EXERCISE PROMPT: Your result will be the set of lines with "tile", copied from the material below.

** Opening EXERCISE DATA block **

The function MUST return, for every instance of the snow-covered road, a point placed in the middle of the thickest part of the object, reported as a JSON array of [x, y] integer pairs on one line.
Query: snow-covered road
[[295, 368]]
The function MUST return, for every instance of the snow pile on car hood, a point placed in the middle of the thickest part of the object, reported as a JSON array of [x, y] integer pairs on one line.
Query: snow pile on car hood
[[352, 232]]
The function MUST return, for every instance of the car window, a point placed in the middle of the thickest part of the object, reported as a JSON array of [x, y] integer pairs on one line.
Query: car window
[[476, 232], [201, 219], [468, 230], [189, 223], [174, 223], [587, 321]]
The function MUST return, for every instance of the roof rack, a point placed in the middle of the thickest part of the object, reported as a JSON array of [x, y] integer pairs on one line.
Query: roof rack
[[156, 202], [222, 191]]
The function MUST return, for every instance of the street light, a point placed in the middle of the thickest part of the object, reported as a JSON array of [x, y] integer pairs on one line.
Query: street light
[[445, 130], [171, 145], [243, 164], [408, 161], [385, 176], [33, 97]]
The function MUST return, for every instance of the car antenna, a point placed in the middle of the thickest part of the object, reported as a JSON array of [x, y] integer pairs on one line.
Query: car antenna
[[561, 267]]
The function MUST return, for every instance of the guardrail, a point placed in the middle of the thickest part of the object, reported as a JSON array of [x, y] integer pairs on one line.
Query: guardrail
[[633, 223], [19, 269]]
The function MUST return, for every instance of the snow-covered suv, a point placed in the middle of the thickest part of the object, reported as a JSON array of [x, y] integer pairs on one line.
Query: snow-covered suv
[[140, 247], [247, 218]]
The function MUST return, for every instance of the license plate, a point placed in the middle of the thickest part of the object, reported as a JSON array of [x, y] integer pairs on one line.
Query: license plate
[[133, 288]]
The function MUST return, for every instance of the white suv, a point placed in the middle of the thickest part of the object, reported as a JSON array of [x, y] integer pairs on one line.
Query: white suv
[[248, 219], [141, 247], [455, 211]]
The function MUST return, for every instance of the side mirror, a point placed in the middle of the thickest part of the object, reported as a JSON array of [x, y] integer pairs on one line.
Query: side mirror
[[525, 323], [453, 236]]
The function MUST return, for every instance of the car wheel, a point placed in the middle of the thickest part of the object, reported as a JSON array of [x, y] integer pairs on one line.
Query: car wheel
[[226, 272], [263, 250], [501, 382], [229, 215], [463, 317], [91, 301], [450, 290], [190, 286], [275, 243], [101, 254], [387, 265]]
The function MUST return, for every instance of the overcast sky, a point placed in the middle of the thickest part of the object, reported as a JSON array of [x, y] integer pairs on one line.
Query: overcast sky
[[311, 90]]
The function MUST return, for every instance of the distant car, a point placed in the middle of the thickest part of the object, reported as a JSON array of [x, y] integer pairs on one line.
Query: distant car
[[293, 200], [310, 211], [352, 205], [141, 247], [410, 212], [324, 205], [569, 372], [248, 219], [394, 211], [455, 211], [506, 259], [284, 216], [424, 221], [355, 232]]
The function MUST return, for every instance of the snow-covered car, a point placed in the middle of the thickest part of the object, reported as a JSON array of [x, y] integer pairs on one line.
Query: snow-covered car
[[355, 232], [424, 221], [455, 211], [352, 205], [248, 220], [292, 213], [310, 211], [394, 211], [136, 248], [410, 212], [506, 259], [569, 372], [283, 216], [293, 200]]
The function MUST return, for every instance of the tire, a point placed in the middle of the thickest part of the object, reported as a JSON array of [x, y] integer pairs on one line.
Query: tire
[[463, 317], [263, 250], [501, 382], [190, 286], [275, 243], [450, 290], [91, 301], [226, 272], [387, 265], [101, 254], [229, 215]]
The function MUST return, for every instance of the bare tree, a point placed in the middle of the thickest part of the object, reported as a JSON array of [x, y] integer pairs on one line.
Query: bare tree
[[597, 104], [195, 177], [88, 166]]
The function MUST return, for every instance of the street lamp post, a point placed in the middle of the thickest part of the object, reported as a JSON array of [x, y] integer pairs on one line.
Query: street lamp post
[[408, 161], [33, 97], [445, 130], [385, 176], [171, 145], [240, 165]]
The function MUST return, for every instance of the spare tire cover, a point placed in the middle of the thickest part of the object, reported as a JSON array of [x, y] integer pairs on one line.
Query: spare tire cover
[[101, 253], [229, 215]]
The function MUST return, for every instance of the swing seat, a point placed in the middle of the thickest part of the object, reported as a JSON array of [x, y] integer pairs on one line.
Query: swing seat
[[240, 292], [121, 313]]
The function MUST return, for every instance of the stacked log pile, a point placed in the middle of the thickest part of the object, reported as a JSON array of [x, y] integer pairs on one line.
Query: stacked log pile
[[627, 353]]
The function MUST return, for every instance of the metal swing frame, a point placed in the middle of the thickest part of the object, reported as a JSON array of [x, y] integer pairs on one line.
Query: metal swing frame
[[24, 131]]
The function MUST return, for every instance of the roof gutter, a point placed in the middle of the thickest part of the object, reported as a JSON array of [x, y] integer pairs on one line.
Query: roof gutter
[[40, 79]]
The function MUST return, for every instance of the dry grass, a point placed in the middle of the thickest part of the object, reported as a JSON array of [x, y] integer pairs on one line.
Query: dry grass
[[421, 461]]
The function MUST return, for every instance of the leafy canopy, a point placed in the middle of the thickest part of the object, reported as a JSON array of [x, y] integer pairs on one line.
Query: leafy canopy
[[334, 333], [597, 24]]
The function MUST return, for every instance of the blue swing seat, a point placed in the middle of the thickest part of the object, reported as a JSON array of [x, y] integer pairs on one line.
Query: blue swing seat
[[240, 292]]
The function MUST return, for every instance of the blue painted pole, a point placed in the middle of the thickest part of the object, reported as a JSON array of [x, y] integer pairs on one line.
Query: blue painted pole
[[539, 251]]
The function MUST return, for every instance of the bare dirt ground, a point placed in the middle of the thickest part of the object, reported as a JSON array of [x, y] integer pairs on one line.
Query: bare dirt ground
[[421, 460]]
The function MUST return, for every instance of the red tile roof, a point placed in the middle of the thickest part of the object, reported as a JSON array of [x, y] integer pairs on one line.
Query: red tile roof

** Closing EXERCISE DATA block **

RESULT:
The function MUST return, for every instance of the red tile roof, a point placed in the middle of the thickest part of the object, reported as a JSON array of [x, y] integer pairs on one line.
Query: red tile roof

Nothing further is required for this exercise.